> _WHAT IS ASKED_: Please retype, unchanged, the part of the listing that opens with the line containing "Task: place a pin on each instance of the white foam" and closes with the listing's last line, including both of those lines.

> _RECORDS FOR THIS EXERCISE_:
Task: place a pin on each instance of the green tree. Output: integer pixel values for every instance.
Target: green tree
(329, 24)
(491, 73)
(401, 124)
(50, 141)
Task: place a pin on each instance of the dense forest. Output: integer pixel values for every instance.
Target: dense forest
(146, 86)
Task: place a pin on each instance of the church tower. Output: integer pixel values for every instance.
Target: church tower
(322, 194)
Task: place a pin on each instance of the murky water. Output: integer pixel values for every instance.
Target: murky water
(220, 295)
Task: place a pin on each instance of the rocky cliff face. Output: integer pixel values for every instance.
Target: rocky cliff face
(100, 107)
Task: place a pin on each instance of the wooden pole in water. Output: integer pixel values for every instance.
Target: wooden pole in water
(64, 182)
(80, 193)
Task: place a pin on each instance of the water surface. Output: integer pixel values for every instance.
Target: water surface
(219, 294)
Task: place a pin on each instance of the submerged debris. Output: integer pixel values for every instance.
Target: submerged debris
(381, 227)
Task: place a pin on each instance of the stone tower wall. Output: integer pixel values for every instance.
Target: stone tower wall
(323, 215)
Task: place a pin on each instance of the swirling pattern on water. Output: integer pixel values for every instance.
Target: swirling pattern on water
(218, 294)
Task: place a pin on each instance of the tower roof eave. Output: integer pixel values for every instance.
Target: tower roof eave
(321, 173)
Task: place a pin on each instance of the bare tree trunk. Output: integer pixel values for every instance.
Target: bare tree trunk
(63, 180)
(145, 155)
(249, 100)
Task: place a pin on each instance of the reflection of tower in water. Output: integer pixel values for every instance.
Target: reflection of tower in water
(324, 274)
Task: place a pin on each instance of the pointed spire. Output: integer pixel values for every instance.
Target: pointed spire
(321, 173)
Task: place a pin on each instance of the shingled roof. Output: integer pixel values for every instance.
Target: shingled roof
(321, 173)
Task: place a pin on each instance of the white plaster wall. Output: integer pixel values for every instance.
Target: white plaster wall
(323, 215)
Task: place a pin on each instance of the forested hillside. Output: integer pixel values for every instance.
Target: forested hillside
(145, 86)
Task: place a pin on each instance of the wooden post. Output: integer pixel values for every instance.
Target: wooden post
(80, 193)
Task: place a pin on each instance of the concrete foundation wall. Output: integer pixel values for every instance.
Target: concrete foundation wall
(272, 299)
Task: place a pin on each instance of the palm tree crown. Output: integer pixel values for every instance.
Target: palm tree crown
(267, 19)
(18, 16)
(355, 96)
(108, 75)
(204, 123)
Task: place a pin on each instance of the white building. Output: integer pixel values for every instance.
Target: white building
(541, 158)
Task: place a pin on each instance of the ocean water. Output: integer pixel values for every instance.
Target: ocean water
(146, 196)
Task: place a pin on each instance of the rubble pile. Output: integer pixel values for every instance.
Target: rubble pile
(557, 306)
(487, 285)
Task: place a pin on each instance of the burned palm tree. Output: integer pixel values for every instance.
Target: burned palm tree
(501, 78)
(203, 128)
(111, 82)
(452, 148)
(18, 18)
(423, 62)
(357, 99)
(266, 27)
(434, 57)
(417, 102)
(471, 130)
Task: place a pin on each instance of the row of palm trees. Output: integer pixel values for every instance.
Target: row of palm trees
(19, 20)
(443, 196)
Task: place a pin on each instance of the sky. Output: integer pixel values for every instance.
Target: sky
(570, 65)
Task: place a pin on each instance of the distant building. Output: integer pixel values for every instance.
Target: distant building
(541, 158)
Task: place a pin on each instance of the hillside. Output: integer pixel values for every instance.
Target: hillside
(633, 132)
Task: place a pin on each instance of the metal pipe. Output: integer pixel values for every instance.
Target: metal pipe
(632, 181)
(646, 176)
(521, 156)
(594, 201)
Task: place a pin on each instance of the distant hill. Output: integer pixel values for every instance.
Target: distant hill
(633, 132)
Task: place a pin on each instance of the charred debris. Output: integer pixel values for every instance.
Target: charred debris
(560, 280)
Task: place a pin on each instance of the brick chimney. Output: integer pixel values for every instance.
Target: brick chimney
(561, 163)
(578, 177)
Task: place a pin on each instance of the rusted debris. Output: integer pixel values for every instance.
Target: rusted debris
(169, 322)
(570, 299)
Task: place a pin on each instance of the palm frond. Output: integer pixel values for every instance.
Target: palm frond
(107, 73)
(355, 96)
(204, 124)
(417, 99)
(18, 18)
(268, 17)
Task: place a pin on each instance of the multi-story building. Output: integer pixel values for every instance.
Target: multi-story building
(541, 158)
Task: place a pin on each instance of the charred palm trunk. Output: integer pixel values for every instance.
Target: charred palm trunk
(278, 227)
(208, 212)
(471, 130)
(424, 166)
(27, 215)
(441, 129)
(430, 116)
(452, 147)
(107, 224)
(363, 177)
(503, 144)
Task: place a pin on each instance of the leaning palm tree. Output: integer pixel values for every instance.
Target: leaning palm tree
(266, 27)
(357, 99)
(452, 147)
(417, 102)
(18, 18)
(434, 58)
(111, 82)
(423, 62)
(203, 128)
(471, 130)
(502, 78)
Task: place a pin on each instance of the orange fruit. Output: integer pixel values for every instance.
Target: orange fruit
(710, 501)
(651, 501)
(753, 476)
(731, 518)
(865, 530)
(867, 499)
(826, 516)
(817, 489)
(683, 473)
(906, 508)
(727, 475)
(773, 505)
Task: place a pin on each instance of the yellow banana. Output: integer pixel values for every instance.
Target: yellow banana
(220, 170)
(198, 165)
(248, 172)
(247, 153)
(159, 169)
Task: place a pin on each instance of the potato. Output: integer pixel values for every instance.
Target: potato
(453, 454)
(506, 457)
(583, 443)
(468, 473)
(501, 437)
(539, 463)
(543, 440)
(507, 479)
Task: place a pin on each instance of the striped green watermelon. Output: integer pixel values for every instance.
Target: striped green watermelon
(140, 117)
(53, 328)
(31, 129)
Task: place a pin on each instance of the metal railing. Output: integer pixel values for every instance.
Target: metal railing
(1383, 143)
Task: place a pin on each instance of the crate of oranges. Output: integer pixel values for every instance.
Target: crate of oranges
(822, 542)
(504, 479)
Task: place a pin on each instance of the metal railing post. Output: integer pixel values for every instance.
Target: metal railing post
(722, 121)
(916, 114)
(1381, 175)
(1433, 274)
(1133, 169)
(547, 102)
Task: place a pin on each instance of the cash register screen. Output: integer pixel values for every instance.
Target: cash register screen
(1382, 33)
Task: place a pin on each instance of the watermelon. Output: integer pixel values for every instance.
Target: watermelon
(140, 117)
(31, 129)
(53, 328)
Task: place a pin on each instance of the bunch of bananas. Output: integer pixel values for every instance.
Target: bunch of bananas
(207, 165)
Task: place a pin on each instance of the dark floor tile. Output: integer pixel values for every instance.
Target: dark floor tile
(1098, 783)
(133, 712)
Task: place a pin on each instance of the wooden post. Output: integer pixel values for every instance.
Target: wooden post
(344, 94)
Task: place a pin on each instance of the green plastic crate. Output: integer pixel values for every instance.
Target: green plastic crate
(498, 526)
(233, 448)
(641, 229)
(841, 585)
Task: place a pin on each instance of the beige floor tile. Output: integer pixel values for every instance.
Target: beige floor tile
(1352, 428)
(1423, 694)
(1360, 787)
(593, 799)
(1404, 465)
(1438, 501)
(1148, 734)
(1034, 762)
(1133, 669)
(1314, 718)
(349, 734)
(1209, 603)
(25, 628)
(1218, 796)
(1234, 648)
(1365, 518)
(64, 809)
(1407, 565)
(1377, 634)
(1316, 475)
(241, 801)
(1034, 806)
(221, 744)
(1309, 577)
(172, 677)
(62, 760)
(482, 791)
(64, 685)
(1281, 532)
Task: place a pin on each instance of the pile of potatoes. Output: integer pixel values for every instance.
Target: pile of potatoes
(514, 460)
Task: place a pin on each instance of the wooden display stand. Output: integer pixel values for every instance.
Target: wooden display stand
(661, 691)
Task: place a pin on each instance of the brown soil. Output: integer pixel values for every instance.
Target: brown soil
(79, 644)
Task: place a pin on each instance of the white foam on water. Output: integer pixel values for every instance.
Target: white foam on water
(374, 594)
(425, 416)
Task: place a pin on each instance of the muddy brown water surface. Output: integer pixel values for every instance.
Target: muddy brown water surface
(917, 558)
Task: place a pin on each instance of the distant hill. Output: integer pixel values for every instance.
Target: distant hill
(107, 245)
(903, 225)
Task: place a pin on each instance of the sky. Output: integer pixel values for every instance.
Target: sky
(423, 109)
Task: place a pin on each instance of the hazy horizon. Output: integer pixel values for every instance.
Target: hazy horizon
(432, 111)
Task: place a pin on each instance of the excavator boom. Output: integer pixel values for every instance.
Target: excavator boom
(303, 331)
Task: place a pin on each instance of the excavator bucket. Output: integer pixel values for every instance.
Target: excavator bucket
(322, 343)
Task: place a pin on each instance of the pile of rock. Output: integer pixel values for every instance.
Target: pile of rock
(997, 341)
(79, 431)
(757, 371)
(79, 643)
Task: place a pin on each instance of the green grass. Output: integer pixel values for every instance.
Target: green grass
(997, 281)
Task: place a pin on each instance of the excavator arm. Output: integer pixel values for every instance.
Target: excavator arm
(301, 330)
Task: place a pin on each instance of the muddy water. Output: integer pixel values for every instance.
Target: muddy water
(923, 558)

> _TASK RESULT_:
Task: place a pin on each instance of the white foam on water. Output: integer pixel values for every instance.
Target: white foam on water
(374, 594)
(425, 416)
Task: place a pin on each instance of the muddy brown water surface. Output: integer pixel values for every instance.
Target: muddy brown water surface
(917, 558)
Task: place a pin on each instance of the distant hill. Output: integer pixel values for every instance.
Target: distant hill
(107, 245)
(903, 225)
Task: place a pin on each instance of the sky. Output: integer pixel values for every instance.
Target: sky
(423, 109)
Task: place a pin on each instance of the hazy horizon. Output: integer pixel values for every instance.
Target: hazy horizon
(432, 111)
Task: place a pin on each instance of the excavator boom. Output: integer pixel values for every instance.
Target: excavator boom
(303, 331)
Task: place a pin on each instance of the excavator bucket. Output: integer pixel values for every instance.
Target: excavator bucket
(322, 343)
Task: place a pin on each instance of the pile of rock. Output: integer pixel values for every instance.
Target: pile of rock
(997, 341)
(79, 431)
(757, 371)
(79, 643)
Task: place a pin on each instance of the green grass. Output: integer pixel values for every instance.
Target: green grass
(997, 281)
Task: place a pin on each instance of the excavator arm. Output: integer pixel values for every instance.
Target: excavator arm
(301, 330)
Task: place a pin on each instance of the muddy water. Output: integer pixel values for every instance.
Target: muddy water
(923, 558)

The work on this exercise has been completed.